◆ Given request
Reproduce the material from the line with "of the dark" up to and including the line with "<point>392,242</point>", instructions included, and scale every x and y point coordinate in the answers by 2.25, rounding to whole numbers with halves going up. Leave the instruction lines and their format sample unchanged, and give only these lines.
— START OF Provided information —
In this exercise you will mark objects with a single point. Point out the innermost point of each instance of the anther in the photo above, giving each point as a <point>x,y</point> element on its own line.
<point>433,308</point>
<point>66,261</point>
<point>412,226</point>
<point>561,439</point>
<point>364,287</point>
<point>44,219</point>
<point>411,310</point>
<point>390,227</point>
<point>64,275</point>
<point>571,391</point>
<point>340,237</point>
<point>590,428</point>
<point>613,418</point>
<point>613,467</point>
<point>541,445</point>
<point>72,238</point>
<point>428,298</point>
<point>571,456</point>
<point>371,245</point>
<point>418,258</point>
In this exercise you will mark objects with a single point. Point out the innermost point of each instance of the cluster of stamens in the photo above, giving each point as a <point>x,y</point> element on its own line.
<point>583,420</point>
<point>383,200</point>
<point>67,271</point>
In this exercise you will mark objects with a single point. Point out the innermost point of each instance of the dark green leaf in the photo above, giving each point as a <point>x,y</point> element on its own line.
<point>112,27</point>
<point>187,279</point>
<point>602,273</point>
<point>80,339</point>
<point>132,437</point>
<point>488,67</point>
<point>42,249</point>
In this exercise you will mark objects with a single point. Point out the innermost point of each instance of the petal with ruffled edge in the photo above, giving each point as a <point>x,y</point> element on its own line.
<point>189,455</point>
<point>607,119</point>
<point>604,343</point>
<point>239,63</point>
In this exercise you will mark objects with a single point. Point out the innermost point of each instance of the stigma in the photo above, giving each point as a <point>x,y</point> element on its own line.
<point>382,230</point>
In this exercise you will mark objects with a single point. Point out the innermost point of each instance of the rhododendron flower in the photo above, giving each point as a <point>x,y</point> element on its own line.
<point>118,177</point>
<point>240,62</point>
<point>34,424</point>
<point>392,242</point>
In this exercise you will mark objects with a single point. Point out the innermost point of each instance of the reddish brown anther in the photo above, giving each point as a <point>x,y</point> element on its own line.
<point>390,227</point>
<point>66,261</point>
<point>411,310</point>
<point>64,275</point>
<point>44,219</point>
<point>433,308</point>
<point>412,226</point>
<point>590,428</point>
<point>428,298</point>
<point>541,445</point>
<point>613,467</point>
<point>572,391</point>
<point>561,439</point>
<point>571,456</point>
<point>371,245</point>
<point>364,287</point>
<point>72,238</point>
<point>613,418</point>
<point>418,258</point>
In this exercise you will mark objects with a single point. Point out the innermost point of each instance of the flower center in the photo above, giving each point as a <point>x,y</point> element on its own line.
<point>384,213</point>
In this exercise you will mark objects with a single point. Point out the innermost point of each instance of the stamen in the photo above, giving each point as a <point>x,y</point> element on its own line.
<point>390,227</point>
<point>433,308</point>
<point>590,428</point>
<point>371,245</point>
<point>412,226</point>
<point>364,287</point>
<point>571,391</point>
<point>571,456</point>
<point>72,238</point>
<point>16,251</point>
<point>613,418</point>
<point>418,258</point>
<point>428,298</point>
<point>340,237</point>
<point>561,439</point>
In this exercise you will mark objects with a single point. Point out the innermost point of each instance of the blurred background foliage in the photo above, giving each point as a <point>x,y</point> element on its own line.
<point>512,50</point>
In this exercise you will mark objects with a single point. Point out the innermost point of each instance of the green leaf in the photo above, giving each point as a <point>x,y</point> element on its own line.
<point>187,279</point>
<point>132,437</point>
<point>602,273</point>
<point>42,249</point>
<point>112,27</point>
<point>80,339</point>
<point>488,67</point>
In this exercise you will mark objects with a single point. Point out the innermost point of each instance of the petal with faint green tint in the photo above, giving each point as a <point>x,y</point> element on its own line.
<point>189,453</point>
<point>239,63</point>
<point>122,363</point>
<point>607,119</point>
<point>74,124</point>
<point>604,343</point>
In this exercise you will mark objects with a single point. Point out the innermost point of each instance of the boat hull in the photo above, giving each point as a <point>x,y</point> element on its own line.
— END OF Provided information —
◆ Complete response
In this exercise you will mark objects with a single point. Point out the innermost point of each instance of the dark green leaf in the photo above, giving each point as a <point>x,y</point> element on its own line.
<point>252,61</point>
<point>421,628</point>
<point>1355,614</point>
<point>180,763</point>
<point>297,983</point>
<point>1098,151</point>
<point>95,560</point>
In this exercise you will mark objects with a single point. Point out the innermost point of each instance of the petal with ruffled edge in the photo above, giving each point as a <point>x,y</point> element on its own line.
<point>425,1024</point>
<point>1366,268</point>
<point>1359,772</point>
<point>538,142</point>
In this exercise you will mark objects with a single point. Point out the innermost point of each instance of the stigma in the photo above, giving each point as a <point>x,y</point> element on its own line.
<point>860,518</point>
In this exercise you will mark objects with a single point. Point out the innermost point of each instance of the rhododendron flower in the photo above, giving each point as a <point>x,y</point> element on its own line.
<point>266,398</point>
<point>540,140</point>
<point>77,954</point>
<point>882,545</point>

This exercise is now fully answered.